[Exercise details]
In the article on Sam Mihara and the Heart Mountain Relocation Camp, how old was Mihara when he left the camp?

[Selected extract]

-- Opening Marker --

POWELL, Wyo. — Six decades after leaving the Heart Mountain Relocation Camp as a 12-year-old, Sam Mihara took a tour through Yellowstone, and the tour bus stopped in Cody.
Mihara had bad memories of Cody. He had gone there with his father during the internment of Japanese-Americans during World War II and had seen "No Japs Allowed" signs in store windows.
This time, though, he met LaDonna Zall of Powell, "the first Wyoming person I met after the war."
Through Zall, whose life-long interest in the Heart Mountain Relocation Camp was instrumental in establishing the Heart Mountain Interpretive Learning Center, Mihara took an interest in the camp he had experienced as a boy and "for 60 years didn't want anything to do with." That led him begin to collecting his memories of the camp.
But he didn't begin sharing those memories until he attended last summer's grand opening of the Center where Shirley Higuchi, president of the Heart Mountain Wyoming Board of Directors encouraged him to tell his story. He began preparing a program, digging through hundreds of photographs — including more than 1,000 images archived in a University of California library — and checking his memories against the memories of others he had known in camp.

-- Closing Marker --

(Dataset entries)

-- Opening Marker --

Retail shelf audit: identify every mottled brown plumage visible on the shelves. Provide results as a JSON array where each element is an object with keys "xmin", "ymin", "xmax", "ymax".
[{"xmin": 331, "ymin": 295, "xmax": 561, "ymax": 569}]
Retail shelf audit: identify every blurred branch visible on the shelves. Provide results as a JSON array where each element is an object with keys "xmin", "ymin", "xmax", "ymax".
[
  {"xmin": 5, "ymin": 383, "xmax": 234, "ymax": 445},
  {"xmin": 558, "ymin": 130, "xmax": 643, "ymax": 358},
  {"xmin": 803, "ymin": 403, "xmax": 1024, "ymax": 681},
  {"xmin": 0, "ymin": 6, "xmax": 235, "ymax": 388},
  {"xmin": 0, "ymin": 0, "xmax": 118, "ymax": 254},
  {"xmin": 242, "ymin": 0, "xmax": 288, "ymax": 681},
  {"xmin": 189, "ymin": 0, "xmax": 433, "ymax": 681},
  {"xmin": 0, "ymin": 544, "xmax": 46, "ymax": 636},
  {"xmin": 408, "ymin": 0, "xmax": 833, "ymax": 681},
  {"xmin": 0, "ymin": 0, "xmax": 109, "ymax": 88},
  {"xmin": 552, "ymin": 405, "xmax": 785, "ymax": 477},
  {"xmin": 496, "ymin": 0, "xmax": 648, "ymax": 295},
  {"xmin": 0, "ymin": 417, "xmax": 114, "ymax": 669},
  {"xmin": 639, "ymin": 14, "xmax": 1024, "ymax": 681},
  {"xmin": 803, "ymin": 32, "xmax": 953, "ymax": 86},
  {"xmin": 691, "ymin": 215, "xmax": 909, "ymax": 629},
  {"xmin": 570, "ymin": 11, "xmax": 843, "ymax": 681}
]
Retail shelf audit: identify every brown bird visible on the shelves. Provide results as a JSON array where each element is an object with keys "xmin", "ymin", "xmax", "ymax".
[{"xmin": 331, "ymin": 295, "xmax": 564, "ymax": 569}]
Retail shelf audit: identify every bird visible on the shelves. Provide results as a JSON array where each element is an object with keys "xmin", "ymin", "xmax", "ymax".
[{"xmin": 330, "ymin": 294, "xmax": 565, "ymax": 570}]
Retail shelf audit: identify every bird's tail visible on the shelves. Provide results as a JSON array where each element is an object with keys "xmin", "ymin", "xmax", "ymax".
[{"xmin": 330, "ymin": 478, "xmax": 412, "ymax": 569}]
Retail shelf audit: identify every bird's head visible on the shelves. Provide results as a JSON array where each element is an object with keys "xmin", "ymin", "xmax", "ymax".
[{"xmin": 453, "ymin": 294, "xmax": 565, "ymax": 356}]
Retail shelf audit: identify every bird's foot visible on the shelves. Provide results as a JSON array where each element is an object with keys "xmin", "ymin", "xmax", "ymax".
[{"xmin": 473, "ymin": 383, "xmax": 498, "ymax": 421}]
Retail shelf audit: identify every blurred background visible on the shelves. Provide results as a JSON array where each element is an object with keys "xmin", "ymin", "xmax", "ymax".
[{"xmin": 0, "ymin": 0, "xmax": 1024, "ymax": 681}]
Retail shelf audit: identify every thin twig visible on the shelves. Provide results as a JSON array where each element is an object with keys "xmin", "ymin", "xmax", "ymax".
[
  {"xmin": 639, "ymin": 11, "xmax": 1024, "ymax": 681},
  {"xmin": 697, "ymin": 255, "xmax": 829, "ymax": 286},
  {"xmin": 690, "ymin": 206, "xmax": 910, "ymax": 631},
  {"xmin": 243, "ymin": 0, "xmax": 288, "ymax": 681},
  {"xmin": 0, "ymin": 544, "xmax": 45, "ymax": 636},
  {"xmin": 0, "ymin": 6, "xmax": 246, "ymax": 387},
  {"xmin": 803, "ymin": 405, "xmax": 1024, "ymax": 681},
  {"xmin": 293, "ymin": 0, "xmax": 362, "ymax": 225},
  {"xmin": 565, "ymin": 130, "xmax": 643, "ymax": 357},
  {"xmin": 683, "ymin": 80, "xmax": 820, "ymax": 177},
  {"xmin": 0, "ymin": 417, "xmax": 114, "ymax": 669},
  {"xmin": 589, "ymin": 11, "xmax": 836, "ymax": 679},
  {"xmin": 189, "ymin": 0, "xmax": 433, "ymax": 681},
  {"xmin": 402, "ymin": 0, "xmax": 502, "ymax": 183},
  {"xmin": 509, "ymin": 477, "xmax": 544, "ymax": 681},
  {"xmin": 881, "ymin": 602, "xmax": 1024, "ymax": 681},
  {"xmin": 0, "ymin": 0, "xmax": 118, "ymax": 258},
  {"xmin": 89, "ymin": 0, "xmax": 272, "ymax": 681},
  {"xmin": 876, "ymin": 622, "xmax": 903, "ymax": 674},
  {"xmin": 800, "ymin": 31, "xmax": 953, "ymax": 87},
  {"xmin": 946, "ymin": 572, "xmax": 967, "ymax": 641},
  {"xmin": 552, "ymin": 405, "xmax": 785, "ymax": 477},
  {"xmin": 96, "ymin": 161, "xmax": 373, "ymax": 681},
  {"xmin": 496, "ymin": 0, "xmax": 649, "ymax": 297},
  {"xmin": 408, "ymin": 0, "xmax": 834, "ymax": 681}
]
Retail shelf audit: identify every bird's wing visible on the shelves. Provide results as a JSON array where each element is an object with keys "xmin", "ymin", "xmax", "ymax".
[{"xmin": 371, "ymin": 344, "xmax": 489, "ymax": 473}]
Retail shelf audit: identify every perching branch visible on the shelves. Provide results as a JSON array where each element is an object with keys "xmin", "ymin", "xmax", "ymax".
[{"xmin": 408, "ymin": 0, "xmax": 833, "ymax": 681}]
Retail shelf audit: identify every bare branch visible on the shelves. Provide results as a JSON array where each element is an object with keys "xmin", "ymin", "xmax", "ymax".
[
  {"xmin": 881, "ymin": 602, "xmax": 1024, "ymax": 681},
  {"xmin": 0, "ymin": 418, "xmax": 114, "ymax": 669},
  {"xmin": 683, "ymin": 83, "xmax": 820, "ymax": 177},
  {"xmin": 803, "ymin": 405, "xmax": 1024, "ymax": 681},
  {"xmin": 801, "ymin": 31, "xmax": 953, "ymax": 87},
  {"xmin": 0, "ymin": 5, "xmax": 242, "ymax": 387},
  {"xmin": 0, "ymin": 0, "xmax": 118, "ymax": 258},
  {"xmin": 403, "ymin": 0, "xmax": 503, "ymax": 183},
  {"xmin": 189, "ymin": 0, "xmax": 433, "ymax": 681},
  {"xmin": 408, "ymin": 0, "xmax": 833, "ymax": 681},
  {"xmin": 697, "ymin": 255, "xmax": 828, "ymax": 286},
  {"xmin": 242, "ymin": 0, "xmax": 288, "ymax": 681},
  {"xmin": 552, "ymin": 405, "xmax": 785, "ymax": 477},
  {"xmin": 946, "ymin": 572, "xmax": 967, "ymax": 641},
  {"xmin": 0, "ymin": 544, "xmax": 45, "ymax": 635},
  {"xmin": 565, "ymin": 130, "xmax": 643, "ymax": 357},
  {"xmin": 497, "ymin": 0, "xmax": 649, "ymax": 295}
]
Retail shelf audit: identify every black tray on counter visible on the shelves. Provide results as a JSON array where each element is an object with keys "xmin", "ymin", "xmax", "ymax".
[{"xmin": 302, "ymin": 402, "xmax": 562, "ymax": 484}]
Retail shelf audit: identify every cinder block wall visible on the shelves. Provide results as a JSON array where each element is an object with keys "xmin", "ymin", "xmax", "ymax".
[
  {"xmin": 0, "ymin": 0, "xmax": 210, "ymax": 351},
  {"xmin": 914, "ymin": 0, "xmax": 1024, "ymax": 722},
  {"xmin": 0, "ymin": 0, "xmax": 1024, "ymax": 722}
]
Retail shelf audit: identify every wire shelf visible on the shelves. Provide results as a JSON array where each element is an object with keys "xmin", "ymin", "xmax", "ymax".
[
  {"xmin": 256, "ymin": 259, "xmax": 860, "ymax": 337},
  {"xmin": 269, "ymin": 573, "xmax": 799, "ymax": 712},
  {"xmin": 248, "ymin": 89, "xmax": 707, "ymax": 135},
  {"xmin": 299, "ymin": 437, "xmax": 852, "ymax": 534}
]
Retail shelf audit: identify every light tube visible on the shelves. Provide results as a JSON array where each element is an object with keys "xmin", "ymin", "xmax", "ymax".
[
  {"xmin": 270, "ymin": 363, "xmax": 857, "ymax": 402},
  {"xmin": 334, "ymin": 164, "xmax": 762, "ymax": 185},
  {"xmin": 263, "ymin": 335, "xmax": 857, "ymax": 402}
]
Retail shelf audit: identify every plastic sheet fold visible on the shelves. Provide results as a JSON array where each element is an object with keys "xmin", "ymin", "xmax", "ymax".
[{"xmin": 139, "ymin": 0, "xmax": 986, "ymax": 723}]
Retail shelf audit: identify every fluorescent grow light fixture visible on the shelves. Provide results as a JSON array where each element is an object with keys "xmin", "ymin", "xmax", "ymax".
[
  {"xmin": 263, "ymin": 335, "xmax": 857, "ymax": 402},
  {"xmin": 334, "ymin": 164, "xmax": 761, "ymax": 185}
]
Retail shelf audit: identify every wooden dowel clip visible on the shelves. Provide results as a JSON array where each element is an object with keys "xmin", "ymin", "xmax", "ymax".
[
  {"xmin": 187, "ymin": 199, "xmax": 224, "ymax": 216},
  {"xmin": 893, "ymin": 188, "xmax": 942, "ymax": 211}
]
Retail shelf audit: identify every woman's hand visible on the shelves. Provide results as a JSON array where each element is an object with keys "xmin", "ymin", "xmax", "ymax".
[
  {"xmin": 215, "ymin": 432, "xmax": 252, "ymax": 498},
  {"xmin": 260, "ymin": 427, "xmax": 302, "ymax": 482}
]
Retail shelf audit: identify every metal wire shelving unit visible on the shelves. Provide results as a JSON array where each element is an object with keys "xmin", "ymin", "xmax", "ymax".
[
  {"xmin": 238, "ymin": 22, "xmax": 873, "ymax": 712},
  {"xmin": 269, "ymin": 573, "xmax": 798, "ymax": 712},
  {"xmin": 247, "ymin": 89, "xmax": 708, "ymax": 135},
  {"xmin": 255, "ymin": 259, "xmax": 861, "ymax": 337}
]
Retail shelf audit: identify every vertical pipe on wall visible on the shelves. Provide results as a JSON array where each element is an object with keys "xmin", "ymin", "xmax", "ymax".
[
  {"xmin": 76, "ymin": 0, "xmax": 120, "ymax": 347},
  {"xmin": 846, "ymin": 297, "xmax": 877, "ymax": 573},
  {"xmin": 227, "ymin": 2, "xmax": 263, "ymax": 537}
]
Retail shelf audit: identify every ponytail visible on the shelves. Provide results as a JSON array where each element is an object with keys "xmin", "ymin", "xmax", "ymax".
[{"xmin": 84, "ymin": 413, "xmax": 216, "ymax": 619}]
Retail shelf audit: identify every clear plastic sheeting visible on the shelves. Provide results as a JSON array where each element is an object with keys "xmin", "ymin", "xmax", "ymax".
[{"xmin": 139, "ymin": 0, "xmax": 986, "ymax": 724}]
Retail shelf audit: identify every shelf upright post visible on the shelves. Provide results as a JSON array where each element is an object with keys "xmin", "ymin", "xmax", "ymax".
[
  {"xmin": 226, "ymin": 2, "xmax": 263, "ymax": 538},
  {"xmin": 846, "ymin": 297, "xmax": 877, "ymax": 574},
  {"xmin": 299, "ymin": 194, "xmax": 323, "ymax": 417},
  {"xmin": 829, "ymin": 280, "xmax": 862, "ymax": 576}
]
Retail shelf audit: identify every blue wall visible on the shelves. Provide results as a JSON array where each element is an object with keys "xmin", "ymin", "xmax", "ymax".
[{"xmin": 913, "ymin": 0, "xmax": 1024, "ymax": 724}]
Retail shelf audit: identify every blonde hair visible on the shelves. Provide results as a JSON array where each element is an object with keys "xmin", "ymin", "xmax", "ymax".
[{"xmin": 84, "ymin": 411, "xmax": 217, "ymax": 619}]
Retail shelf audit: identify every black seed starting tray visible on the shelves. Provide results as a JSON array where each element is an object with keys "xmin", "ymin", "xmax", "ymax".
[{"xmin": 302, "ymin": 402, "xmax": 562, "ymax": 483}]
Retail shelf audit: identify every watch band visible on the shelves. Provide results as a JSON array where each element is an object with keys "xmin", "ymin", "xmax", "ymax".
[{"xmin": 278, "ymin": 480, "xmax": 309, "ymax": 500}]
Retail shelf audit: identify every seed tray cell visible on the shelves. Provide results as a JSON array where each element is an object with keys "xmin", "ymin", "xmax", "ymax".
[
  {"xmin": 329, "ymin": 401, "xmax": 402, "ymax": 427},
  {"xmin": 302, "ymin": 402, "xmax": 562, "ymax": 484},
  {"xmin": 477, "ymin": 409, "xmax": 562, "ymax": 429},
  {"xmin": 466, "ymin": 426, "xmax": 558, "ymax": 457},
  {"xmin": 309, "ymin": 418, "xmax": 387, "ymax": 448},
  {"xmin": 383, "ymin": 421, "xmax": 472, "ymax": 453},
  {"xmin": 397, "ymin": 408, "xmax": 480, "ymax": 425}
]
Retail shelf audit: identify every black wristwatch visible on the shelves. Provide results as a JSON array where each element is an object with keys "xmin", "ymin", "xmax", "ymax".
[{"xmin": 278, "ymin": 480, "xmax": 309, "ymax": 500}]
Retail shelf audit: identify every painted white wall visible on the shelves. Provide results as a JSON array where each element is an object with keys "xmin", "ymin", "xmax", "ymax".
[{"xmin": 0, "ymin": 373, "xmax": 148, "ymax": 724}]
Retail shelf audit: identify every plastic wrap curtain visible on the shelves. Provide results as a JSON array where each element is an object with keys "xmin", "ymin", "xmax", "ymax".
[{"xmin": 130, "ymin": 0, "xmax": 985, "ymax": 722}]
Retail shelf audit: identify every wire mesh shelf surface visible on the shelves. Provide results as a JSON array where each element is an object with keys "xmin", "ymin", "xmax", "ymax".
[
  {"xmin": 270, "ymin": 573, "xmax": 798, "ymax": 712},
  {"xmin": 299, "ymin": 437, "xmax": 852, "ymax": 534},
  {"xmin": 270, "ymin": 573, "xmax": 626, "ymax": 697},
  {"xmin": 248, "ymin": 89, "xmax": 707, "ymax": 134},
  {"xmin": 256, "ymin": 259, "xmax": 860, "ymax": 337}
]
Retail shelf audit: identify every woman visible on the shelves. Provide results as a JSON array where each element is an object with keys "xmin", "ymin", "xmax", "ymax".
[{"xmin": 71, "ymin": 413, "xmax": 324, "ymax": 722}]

-- Closing Marker --

[Written solution]
He was 12 years old.